### GIVEN INFORMATION

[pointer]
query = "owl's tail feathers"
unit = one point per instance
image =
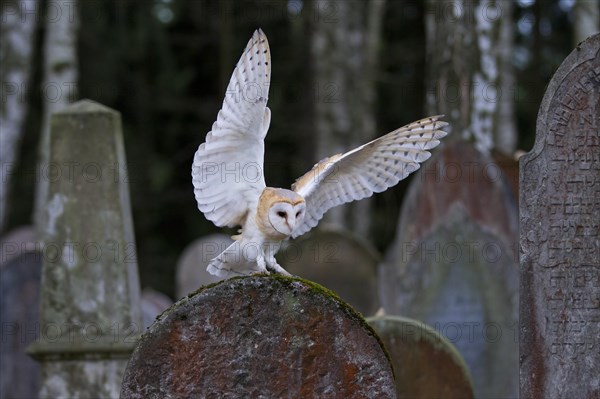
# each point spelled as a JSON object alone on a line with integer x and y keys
{"x": 239, "y": 259}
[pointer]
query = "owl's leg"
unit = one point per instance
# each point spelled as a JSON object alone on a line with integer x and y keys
{"x": 273, "y": 266}
{"x": 262, "y": 265}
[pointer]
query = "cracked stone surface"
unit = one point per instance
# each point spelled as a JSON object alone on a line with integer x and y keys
{"x": 260, "y": 337}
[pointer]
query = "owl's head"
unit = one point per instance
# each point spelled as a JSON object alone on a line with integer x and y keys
{"x": 280, "y": 211}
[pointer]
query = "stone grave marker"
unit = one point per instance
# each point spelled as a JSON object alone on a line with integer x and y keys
{"x": 339, "y": 261}
{"x": 20, "y": 275}
{"x": 191, "y": 271}
{"x": 426, "y": 365}
{"x": 259, "y": 337}
{"x": 560, "y": 232}
{"x": 453, "y": 264}
{"x": 90, "y": 313}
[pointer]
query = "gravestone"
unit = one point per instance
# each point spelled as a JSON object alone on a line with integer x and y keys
{"x": 425, "y": 364}
{"x": 191, "y": 271}
{"x": 20, "y": 275}
{"x": 262, "y": 336}
{"x": 339, "y": 261}
{"x": 89, "y": 302}
{"x": 152, "y": 304}
{"x": 560, "y": 231}
{"x": 453, "y": 264}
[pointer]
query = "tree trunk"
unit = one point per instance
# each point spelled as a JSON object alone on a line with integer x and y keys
{"x": 59, "y": 87}
{"x": 586, "y": 15}
{"x": 17, "y": 26}
{"x": 470, "y": 78}
{"x": 344, "y": 49}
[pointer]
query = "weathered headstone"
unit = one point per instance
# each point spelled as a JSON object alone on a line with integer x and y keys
{"x": 153, "y": 303}
{"x": 453, "y": 264}
{"x": 560, "y": 232}
{"x": 426, "y": 365}
{"x": 20, "y": 275}
{"x": 90, "y": 301}
{"x": 191, "y": 271}
{"x": 259, "y": 337}
{"x": 338, "y": 261}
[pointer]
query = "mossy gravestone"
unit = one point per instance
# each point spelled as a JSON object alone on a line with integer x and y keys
{"x": 454, "y": 267}
{"x": 90, "y": 301}
{"x": 339, "y": 261}
{"x": 259, "y": 337}
{"x": 425, "y": 363}
{"x": 560, "y": 236}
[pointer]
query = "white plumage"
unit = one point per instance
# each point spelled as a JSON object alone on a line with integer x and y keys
{"x": 229, "y": 183}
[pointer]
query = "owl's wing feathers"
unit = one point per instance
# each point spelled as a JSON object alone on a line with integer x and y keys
{"x": 227, "y": 171}
{"x": 370, "y": 168}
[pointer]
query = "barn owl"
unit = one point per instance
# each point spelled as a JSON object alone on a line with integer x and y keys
{"x": 229, "y": 183}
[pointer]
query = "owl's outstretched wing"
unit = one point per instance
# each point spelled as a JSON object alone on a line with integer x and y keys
{"x": 228, "y": 168}
{"x": 370, "y": 168}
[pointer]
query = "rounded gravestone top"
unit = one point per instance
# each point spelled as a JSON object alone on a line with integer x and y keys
{"x": 425, "y": 363}
{"x": 259, "y": 336}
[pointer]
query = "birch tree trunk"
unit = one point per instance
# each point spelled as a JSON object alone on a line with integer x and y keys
{"x": 344, "y": 49}
{"x": 59, "y": 87}
{"x": 17, "y": 26}
{"x": 470, "y": 78}
{"x": 586, "y": 14}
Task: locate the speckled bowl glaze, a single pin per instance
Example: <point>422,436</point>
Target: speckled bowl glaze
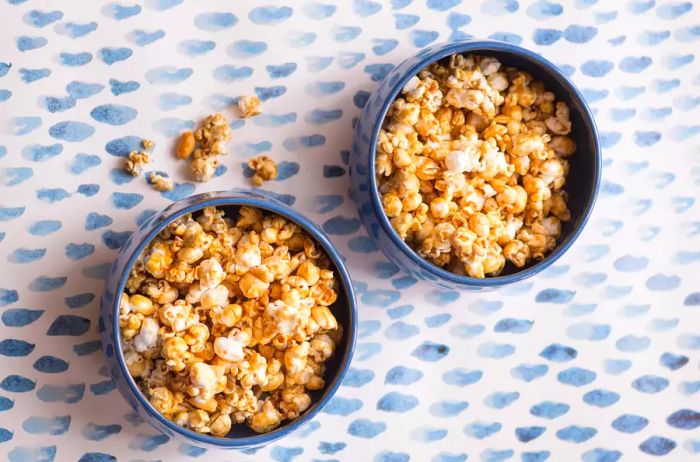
<point>345,310</point>
<point>583,180</point>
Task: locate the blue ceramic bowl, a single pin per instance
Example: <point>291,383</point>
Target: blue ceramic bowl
<point>345,310</point>
<point>583,180</point>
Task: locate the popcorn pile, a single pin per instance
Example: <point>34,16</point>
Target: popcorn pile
<point>225,322</point>
<point>470,165</point>
<point>211,139</point>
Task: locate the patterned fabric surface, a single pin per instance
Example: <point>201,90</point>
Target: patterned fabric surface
<point>595,360</point>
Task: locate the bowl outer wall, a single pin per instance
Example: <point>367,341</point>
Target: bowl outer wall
<point>116,280</point>
<point>362,165</point>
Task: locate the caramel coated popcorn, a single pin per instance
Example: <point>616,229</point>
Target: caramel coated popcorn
<point>205,145</point>
<point>471,162</point>
<point>228,320</point>
<point>160,182</point>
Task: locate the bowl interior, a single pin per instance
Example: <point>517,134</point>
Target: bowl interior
<point>582,180</point>
<point>342,309</point>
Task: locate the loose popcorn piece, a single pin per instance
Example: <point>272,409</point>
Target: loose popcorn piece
<point>185,145</point>
<point>249,106</point>
<point>227,320</point>
<point>205,145</point>
<point>265,169</point>
<point>471,162</point>
<point>160,182</point>
<point>136,161</point>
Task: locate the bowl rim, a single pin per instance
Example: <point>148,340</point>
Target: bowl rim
<point>478,46</point>
<point>270,204</point>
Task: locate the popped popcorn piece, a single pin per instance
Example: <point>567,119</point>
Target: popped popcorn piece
<point>249,106</point>
<point>265,170</point>
<point>147,336</point>
<point>185,145</point>
<point>471,165</point>
<point>136,161</point>
<point>205,145</point>
<point>160,182</point>
<point>217,311</point>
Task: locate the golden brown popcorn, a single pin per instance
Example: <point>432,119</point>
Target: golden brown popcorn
<point>205,145</point>
<point>218,311</point>
<point>470,165</point>
<point>160,182</point>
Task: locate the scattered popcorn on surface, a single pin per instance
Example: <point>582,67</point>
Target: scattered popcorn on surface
<point>229,320</point>
<point>204,146</point>
<point>265,169</point>
<point>160,182</point>
<point>470,165</point>
<point>136,161</point>
<point>249,106</point>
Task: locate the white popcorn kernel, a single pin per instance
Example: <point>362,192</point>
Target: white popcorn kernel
<point>462,161</point>
<point>488,190</point>
<point>203,376</point>
<point>210,273</point>
<point>230,349</point>
<point>147,336</point>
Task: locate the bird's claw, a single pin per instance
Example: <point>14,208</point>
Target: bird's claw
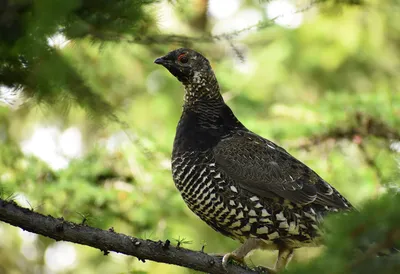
<point>228,256</point>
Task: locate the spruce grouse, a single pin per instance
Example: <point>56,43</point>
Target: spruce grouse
<point>242,185</point>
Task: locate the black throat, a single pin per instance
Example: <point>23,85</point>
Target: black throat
<point>203,124</point>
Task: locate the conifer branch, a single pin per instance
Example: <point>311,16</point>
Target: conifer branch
<point>62,230</point>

### WORK ORDER
Any picture in the listing above gets left out; output the rest exactly.

### RESPONSE AREA
[pointer]
query = "owl's tail feathers"
unit = one point per instance
image =
# each point spelled as a JSON object alone on a line with integer x and y keys
{"x": 239, "y": 259}
[pointer]
query = "owl's leg"
unit = one point per instance
# each point spelled as a JSON object alone on a line with integer x and y keys
{"x": 273, "y": 266}
{"x": 262, "y": 265}
[pointer]
query = "cracked stone surface"
unit = one point per instance
# each point spelled as a JSON object alone on a line with integer x and y keys
{"x": 260, "y": 337}
[pointer]
query = "owl's head"
unit = one point per instance
# each point spelled as a JSON object alone on a line with integer x and y keys
{"x": 280, "y": 211}
[pointer]
query = "stone grave marker"
unit = one point per instance
# each point spelled as a JSON object alone on a line with integer x and y keys
{"x": 339, "y": 261}
{"x": 20, "y": 275}
{"x": 191, "y": 271}
{"x": 426, "y": 365}
{"x": 259, "y": 337}
{"x": 560, "y": 232}
{"x": 453, "y": 264}
{"x": 90, "y": 313}
[pointer]
query = "gravestone"
unit = one point per instance
# each point spelled as a JSON object alone on a line with integer x and y keys
{"x": 425, "y": 364}
{"x": 191, "y": 271}
{"x": 20, "y": 275}
{"x": 262, "y": 336}
{"x": 339, "y": 261}
{"x": 89, "y": 302}
{"x": 152, "y": 304}
{"x": 560, "y": 231}
{"x": 453, "y": 264}
[pointer]
query = "tree trunk"
unit = one point per instance
# each point spelled as a JSON object alone on a line with integer x and y keys
{"x": 59, "y": 87}
{"x": 586, "y": 15}
{"x": 17, "y": 26}
{"x": 470, "y": 78}
{"x": 344, "y": 49}
[pointer]
query = "weathered headstone"
unit = one point per instance
# each point spelled as a JSON object alone on a line with integer x and y keys
{"x": 153, "y": 303}
{"x": 453, "y": 264}
{"x": 560, "y": 232}
{"x": 426, "y": 365}
{"x": 20, "y": 275}
{"x": 90, "y": 301}
{"x": 191, "y": 271}
{"x": 259, "y": 337}
{"x": 338, "y": 261}
[pointer]
query = "mossy gravestone"
unit = one point per instance
# each point spelled as a JSON object alone on a line with integer x and y keys
{"x": 454, "y": 267}
{"x": 90, "y": 301}
{"x": 339, "y": 261}
{"x": 259, "y": 337}
{"x": 425, "y": 363}
{"x": 560, "y": 236}
[pointer]
query = "white plumage"
unit = one point per instance
# each point spelled as a JSON object alone on a line with integer x and y keys
{"x": 229, "y": 183}
[pointer]
query = "owl's wing feathers"
unit = one point per instance
# each point spelled as a JSON object alone on a line with integer x and y keys
{"x": 227, "y": 171}
{"x": 370, "y": 168}
[pointer]
query = "barn owl"
unit = one point per instance
# each point spelled as a JSON object alone on a line with integer x and y keys
{"x": 229, "y": 183}
[pointer]
query = "owl's outstretched wing"
unit = one point per instance
# each point spelled as a JSON object alone on a line with integer x and y keys
{"x": 228, "y": 168}
{"x": 370, "y": 168}
[pointer]
query = "rounded gravestone top"
unit = one point per instance
# each point spelled as a JSON object alone on a line with integer x and y keys
{"x": 425, "y": 363}
{"x": 259, "y": 336}
[pointer]
query = "birch tree trunk"
unit = one point per instance
# each point spelled as a JSON object alone on a line with integer x and y keys
{"x": 344, "y": 49}
{"x": 59, "y": 87}
{"x": 17, "y": 26}
{"x": 470, "y": 78}
{"x": 586, "y": 14}
Task: locate the speckled bowl glaze, a single pin per instance
Example: <point>422,436</point>
Target: speckled bowl glaze
<point>345,310</point>
<point>583,180</point>
Task: locate the blue ceramic bowl, a single pin per instance
Example: <point>291,383</point>
Target: blue ceramic bowl
<point>345,310</point>
<point>583,180</point>
Task: locate the popcorn pile, a single pin per instance
Example: <point>34,16</point>
Target: popcorn pile
<point>225,322</point>
<point>470,165</point>
<point>211,139</point>
Task: locate the patterned fabric surface, a single pin per instance
Example: <point>201,90</point>
Target: patterned fabric surface
<point>595,360</point>
Task: locate the bowl outer wall, a single pin per instance
Example: <point>367,341</point>
Target: bowl outer wall
<point>116,280</point>
<point>362,165</point>
Task: locate the caramel coated popcorn, a single pin per instance
Example: <point>616,229</point>
Target: caramel coated popcorn
<point>205,145</point>
<point>471,162</point>
<point>228,320</point>
<point>160,182</point>
Task: locate the bowl interior, a single pin per instance
Example: <point>517,134</point>
Target: bowl interior
<point>582,180</point>
<point>342,309</point>
Task: locate the loose popcorn piece, a single pin per instance
Example: <point>272,409</point>
Target: loose popcorn piece
<point>185,145</point>
<point>249,106</point>
<point>227,320</point>
<point>205,145</point>
<point>265,169</point>
<point>471,162</point>
<point>160,182</point>
<point>136,161</point>
Task: locate the bowl rim, a single pin per instance
Example: <point>148,340</point>
Target: bowl rim
<point>478,46</point>
<point>270,204</point>
Task: locate the popped popcorn piece, a single pin per instance
Example: <point>567,119</point>
Target: popped popcorn piece
<point>249,106</point>
<point>265,170</point>
<point>147,336</point>
<point>185,145</point>
<point>471,165</point>
<point>136,161</point>
<point>205,145</point>
<point>160,182</point>
<point>217,311</point>
Task: locate the golden brown popcorn, a single pin per instance
Example: <point>432,119</point>
Target: golden brown popcorn
<point>205,145</point>
<point>218,311</point>
<point>470,165</point>
<point>160,182</point>
Task: locate the scattered popcorn on surface, a single pin per instance
Example: <point>582,67</point>
Target: scattered popcorn on surface
<point>229,320</point>
<point>204,146</point>
<point>265,169</point>
<point>160,182</point>
<point>470,165</point>
<point>136,161</point>
<point>249,106</point>
Task: locate the white popcorn kernel, a single pin per instance
Example: <point>362,192</point>
Target: white popcorn kernel
<point>462,161</point>
<point>488,190</point>
<point>203,376</point>
<point>210,273</point>
<point>230,349</point>
<point>147,336</point>
Task: locate the bird's claw, a single pin per instance
Example: <point>14,208</point>
Target: bird's claw
<point>228,256</point>
Task: locate the spruce grouse, a single pin per instance
Example: <point>56,43</point>
Target: spruce grouse
<point>242,185</point>
Task: locate the black throat, a single pin per instance
Example: <point>23,85</point>
Target: black throat
<point>203,124</point>
Task: locate the conifer branch, a single pin per instance
Example: <point>311,16</point>
Target: conifer branch
<point>62,230</point>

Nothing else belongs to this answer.